━━ Study text

DEVELOPMENT.md

Development

Development setup and contributing

Development Guide

Setting up development environment, understanding codebase structure, and contributing to Context Engine.

Documentation: README · Getting Started · Configuration · IDE Clients · MCP API · ctx CLI · Memory Guide · Architecture · Multi-Repo · Observability · Kubernetes · VS Code Extension · Troubleshooting · Development


On this page:


Prerequisites

Required Software

  • Python 3.11+: Primary development language
  • Docker & Docker Compose: Containerized development environment
  • Make: Build automation (recommended)
  • Git: Version control
  • Node.js & npm: For MCP development dependencies

Optional Tools

  • pytest: Testing framework (included in requirements.txt)

━━━━
━━ Data for analysis

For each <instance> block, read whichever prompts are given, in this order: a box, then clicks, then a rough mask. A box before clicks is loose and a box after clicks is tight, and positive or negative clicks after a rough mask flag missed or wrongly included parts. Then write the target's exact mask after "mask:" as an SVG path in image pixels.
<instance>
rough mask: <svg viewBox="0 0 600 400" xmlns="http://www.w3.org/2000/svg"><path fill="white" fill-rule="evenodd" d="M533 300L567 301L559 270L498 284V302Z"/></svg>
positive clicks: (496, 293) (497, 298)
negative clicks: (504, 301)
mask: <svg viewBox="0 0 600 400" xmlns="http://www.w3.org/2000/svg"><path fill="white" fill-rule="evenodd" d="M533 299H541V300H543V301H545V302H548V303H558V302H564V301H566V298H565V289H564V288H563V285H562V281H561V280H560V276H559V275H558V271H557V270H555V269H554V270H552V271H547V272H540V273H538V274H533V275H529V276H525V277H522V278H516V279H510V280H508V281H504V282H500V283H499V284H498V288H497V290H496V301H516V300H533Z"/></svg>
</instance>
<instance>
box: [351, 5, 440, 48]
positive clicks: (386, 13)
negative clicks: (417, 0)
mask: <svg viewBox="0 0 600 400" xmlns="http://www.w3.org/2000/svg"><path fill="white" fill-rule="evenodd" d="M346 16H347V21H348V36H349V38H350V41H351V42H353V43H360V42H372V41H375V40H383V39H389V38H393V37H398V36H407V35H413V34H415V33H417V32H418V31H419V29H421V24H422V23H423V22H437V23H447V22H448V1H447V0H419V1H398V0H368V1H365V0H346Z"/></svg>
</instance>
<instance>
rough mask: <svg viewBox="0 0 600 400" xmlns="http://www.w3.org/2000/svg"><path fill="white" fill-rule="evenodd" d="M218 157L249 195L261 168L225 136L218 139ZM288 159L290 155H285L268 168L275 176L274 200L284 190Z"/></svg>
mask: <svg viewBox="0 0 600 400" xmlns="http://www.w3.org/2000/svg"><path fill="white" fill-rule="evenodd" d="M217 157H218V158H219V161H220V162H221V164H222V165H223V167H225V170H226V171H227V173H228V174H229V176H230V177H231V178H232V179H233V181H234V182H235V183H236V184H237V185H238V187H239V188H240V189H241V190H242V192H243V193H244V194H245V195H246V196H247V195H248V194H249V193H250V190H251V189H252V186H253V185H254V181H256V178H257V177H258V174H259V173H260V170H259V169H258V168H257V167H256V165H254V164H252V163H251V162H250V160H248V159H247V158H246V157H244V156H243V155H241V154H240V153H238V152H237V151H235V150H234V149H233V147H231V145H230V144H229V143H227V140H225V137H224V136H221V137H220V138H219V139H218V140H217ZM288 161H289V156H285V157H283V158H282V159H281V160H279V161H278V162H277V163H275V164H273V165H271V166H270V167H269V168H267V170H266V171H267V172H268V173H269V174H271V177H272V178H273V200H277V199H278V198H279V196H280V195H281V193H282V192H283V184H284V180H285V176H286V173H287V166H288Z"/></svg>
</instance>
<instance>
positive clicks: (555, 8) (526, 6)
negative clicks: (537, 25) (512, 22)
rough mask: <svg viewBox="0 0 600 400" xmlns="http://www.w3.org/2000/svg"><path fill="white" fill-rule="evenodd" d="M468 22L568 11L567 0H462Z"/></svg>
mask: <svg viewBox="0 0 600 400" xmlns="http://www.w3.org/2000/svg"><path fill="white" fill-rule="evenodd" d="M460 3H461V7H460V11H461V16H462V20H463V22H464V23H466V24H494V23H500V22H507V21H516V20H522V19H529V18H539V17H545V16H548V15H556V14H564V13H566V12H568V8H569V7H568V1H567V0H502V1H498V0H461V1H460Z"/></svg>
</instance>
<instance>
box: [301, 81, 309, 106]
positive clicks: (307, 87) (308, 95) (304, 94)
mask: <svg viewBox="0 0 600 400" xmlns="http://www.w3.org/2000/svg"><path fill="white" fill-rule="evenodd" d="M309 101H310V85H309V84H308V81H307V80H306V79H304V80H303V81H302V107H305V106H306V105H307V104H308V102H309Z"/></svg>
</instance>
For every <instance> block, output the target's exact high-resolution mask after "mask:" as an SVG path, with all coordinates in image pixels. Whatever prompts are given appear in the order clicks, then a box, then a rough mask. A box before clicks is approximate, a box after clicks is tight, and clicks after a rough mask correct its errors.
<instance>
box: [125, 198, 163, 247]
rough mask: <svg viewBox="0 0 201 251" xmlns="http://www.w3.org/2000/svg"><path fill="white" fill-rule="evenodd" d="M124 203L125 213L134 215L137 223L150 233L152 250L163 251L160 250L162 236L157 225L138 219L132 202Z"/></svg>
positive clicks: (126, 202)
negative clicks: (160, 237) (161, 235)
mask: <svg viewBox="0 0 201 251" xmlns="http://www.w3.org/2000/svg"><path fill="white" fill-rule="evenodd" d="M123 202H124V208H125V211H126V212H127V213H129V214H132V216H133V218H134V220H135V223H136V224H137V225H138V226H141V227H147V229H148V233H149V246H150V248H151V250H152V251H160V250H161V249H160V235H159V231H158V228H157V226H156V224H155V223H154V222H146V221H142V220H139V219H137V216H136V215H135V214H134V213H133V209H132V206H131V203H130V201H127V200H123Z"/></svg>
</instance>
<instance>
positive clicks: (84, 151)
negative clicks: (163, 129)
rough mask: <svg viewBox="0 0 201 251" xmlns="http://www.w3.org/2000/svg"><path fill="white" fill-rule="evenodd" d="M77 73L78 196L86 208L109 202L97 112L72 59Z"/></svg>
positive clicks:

━━━━

## Brief
Reproduce the stretch of the development guide from "Required Software" through "Build automation (recommended)", keeping every word as it stands.

## Exercise answer
Required Software

  • Python 3.11+: Primary development language
  • Docker & Docker Compose: Containerized development environment
  • Make: Build automation (recommended)